Copy exactly, and only, the lines from the line containing "Objective — one point per instance of the recessed" through the last line of the records below, both included.

+++ Data provided

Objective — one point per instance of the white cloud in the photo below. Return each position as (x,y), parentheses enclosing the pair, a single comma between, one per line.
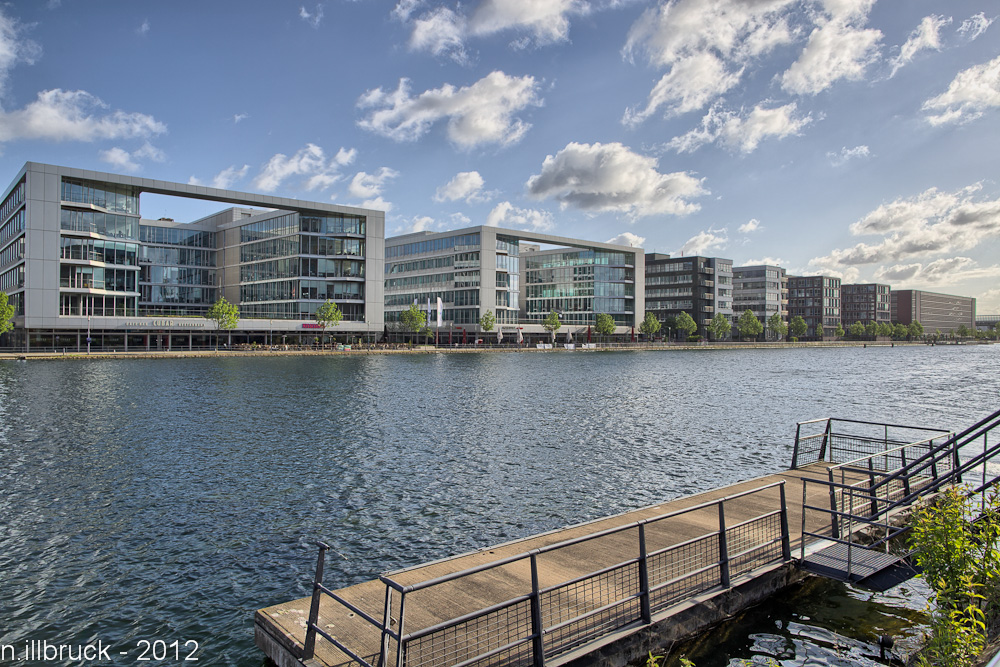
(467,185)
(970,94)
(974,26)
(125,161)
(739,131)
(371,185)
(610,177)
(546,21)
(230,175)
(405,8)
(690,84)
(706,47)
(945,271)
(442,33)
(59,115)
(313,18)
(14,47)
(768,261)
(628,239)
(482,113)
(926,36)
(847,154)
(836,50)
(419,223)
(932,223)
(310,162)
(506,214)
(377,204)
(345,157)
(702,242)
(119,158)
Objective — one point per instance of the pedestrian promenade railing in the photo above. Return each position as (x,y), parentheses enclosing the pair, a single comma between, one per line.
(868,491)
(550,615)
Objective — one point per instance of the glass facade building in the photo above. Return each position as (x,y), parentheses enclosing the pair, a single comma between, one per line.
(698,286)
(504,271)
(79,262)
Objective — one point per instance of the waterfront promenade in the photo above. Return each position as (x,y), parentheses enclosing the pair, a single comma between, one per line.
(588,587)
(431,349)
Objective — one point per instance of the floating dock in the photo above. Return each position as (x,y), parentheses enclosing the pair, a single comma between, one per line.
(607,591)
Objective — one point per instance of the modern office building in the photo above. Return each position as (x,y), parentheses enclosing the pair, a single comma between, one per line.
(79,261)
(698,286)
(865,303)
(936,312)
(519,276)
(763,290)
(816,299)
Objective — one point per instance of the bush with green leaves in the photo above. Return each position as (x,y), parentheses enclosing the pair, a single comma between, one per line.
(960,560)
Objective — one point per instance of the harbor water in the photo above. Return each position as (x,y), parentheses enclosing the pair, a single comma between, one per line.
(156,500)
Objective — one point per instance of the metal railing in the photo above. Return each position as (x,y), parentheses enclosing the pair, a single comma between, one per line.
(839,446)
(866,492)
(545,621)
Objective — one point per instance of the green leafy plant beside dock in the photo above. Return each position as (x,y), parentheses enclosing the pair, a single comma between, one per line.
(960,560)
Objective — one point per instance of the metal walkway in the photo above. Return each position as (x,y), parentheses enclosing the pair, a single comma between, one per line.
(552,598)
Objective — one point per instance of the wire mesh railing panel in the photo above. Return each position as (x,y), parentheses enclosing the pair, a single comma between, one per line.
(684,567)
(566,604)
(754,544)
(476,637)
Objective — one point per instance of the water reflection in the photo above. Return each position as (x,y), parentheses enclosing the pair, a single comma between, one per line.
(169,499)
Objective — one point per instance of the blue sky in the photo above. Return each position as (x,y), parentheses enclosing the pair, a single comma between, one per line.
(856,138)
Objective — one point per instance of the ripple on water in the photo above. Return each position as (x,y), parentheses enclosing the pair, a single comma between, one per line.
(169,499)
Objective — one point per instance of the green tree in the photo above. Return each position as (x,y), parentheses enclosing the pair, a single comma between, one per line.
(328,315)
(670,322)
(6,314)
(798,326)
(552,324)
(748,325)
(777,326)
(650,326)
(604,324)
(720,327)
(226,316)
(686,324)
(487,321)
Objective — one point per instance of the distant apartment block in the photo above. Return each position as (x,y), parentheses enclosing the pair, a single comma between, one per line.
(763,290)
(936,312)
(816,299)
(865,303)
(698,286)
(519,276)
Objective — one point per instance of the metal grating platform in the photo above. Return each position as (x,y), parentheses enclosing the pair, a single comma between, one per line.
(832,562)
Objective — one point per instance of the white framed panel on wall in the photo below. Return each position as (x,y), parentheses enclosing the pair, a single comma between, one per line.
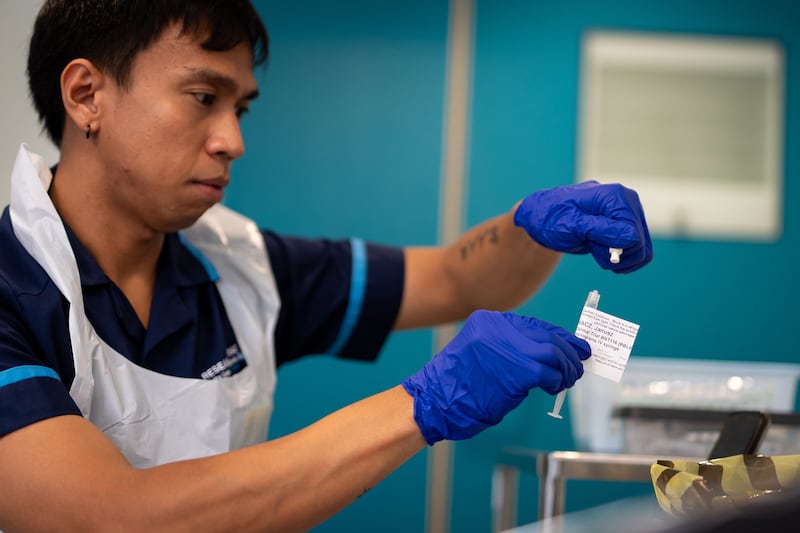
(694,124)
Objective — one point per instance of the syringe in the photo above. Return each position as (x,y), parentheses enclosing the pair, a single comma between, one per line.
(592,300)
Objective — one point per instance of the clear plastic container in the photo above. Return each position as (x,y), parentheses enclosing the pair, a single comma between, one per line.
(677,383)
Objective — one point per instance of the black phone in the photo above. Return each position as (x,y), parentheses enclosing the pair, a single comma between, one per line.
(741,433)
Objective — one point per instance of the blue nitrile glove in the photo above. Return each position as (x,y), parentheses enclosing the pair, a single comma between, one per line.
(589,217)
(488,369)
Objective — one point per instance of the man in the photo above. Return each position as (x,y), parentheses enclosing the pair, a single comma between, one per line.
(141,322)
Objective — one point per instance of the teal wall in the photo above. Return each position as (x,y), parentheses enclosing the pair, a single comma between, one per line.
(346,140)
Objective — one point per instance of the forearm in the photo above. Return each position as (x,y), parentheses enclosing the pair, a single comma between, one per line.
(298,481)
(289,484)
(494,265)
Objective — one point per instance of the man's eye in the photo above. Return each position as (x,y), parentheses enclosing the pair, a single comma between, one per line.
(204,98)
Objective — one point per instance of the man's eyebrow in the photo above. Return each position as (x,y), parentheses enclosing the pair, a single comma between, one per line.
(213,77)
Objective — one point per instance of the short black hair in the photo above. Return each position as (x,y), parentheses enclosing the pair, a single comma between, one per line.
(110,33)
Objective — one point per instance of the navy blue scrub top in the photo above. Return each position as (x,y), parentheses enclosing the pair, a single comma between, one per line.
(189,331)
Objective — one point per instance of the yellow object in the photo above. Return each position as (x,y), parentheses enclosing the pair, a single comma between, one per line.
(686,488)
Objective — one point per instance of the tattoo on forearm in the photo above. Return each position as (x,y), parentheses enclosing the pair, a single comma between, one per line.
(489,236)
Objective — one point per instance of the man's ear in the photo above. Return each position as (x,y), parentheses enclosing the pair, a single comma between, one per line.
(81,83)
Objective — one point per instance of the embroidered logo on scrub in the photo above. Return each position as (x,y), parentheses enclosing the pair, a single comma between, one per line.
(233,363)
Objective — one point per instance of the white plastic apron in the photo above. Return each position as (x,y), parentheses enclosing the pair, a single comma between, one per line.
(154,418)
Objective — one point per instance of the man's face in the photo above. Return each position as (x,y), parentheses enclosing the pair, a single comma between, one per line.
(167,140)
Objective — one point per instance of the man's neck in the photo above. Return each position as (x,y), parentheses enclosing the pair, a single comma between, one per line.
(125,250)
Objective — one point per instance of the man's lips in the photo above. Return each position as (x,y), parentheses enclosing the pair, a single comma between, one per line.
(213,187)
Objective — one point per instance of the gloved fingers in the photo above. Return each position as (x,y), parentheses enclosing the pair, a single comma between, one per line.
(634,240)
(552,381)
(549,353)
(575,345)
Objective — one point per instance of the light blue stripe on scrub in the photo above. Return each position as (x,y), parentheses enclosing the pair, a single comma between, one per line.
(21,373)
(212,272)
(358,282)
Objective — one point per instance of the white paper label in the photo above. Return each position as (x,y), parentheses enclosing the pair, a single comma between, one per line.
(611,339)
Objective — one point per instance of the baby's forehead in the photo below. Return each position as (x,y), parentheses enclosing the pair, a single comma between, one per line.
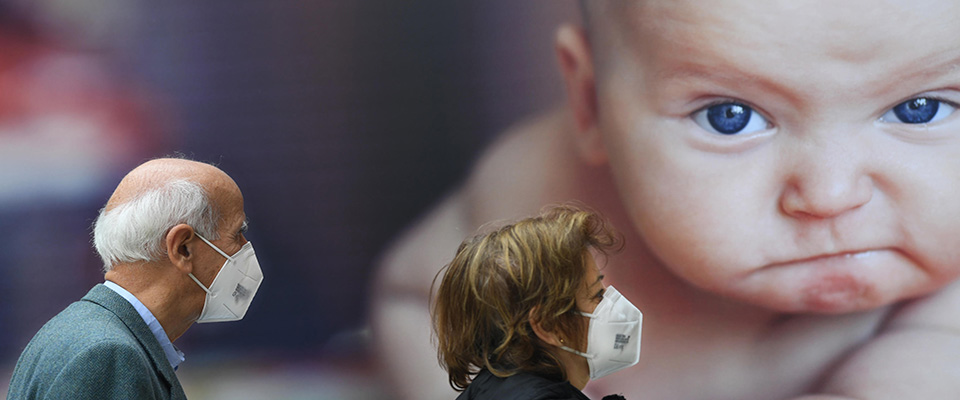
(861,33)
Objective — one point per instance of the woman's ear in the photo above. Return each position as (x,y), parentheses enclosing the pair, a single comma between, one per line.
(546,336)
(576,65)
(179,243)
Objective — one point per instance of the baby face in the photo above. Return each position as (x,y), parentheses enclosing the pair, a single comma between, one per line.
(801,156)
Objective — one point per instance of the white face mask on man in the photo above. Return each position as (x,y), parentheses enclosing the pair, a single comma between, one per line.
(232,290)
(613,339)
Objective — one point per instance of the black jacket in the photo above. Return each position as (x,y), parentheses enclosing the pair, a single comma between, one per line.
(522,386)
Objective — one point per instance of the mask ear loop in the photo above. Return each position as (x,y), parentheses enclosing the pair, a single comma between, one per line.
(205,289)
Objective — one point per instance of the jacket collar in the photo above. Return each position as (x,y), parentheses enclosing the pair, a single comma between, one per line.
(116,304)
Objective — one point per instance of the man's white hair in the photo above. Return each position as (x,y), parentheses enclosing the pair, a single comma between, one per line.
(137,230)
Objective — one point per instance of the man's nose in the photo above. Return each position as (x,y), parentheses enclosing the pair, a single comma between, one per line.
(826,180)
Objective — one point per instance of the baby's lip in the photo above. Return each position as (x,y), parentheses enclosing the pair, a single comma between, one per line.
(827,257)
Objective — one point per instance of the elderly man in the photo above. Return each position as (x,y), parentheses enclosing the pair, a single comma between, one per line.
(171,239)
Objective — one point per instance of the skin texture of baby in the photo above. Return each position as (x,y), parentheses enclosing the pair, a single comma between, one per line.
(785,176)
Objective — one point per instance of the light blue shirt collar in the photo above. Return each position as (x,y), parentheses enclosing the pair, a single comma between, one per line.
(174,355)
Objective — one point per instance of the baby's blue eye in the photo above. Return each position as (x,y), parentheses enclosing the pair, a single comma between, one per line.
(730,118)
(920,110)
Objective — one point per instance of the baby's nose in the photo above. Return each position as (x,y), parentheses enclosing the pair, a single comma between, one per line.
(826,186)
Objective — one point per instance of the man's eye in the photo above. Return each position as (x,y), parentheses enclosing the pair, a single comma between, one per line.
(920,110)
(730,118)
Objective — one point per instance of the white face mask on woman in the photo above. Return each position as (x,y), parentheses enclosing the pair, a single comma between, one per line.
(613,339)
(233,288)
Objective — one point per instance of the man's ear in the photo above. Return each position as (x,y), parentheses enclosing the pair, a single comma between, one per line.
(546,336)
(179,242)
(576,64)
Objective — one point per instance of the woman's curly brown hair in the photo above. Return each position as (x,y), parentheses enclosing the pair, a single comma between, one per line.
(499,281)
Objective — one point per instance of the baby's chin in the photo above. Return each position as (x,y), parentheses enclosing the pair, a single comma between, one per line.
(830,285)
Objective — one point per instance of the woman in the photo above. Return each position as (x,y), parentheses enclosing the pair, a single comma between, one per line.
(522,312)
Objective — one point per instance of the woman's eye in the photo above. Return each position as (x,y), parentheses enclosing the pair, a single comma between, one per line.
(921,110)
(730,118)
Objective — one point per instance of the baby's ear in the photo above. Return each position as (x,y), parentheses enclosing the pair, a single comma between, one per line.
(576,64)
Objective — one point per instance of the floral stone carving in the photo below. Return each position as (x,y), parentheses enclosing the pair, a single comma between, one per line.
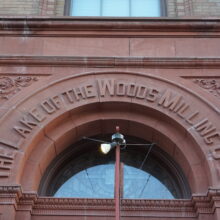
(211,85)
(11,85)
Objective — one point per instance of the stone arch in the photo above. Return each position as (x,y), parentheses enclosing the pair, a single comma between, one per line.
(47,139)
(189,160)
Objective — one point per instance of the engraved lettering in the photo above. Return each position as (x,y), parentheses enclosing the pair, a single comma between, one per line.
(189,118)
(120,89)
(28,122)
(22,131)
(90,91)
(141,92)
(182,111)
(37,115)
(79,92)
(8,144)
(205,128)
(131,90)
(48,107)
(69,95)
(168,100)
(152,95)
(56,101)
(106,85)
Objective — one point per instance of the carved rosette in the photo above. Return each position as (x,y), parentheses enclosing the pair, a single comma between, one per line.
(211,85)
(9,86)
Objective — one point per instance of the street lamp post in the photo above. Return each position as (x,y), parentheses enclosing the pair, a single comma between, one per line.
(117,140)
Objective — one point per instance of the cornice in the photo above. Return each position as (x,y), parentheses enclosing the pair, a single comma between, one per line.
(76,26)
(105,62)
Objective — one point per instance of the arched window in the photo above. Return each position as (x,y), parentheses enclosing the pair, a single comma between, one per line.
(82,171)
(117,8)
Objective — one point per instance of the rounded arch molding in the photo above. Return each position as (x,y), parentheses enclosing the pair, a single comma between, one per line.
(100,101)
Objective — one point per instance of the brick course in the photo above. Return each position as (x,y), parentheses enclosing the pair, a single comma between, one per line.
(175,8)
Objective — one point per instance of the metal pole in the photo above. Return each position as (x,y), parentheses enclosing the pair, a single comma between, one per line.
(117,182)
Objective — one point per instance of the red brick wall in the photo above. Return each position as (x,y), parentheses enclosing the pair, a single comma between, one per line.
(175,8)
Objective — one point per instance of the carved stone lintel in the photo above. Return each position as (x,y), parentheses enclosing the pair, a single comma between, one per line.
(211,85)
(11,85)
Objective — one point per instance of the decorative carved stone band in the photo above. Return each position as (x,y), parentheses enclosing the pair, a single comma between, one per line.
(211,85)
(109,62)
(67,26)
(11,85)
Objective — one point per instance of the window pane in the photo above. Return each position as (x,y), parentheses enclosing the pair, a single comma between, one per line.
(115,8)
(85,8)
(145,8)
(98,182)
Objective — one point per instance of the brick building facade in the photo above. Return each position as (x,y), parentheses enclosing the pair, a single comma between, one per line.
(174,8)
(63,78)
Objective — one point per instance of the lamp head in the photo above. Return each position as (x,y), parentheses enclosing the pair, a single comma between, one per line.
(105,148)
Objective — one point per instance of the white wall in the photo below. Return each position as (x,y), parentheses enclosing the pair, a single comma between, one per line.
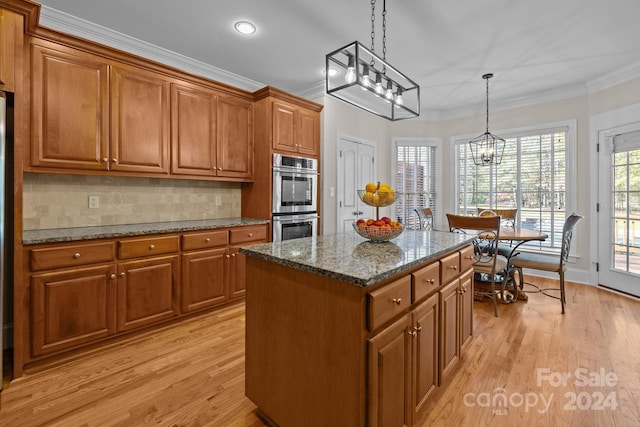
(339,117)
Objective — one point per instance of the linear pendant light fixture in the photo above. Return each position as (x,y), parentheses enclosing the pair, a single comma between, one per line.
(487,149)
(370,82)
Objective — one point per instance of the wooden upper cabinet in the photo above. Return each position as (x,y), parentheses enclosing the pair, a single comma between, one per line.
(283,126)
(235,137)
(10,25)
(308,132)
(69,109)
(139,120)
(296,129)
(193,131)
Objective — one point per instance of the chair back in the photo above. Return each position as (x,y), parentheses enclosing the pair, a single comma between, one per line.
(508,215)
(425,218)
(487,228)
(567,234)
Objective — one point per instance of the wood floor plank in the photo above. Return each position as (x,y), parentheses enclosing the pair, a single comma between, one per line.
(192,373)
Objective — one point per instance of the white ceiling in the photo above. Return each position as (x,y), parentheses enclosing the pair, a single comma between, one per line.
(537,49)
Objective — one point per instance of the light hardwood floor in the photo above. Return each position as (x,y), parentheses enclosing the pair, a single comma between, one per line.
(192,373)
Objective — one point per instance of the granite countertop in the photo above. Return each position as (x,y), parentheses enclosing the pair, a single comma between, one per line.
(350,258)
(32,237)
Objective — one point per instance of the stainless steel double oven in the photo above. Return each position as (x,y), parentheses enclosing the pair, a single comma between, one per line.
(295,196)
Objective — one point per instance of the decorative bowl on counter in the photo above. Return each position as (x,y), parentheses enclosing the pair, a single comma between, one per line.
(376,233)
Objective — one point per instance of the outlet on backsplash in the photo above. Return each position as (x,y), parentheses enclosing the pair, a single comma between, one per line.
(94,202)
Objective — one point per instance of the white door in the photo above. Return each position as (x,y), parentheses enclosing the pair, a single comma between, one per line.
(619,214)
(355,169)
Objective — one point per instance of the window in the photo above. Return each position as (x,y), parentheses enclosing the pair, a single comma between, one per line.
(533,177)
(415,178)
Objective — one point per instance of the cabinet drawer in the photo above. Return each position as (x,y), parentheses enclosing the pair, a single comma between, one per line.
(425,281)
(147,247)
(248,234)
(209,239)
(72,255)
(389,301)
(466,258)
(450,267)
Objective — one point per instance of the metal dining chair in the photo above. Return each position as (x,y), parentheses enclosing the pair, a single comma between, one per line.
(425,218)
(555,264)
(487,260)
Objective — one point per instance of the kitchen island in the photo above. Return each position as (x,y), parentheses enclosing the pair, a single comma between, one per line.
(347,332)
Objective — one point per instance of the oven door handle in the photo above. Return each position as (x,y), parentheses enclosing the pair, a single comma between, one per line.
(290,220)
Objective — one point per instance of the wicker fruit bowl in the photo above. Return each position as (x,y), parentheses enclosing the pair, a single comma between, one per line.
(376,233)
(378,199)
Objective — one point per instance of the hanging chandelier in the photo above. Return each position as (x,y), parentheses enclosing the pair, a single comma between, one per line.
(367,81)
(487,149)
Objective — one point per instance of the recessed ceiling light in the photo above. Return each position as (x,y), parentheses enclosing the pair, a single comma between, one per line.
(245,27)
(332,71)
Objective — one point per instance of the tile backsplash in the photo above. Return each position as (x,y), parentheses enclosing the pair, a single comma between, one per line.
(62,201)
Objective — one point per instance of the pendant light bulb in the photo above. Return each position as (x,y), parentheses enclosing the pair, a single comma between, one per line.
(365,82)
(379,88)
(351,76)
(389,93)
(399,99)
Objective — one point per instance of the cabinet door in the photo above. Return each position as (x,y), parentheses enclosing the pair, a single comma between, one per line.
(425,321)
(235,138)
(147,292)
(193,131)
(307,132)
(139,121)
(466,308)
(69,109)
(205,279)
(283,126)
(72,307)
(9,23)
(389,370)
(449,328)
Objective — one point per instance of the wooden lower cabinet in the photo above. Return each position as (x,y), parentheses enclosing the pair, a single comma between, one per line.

++++++

**Response area:**
Objective — one point per instance of the recessed ceiling light in the photo above. Return each position as (x,y), parentheses enclosing the pair, a single comma between, one per line.
(245,27)
(332,71)
Objective — one point per instance of the tile backsplash in the photo above. Return each position as (x,y), parentheses enclosing the pair, a single comma between, one per line.
(62,201)
Objective — one point per instance of the pendant light bulb in the photo above. Return each position as (x,y), parentheses enclosing the pair, a single comma between, one per line.
(365,82)
(379,88)
(351,76)
(389,93)
(399,99)
Objective — one point per instance of the cabinet door in the photo above. Return each position as (x,y), parentheses enclosing the pair, a single comma between, one per line.
(425,321)
(235,138)
(147,292)
(193,131)
(307,132)
(139,121)
(466,308)
(69,109)
(205,279)
(283,126)
(72,307)
(9,23)
(389,370)
(449,328)
Objective — one point per instance of the wooden lower cabinet in the photo above. Return each position as (x,y), parentheses enclosing the pair, a single comma between, one per line.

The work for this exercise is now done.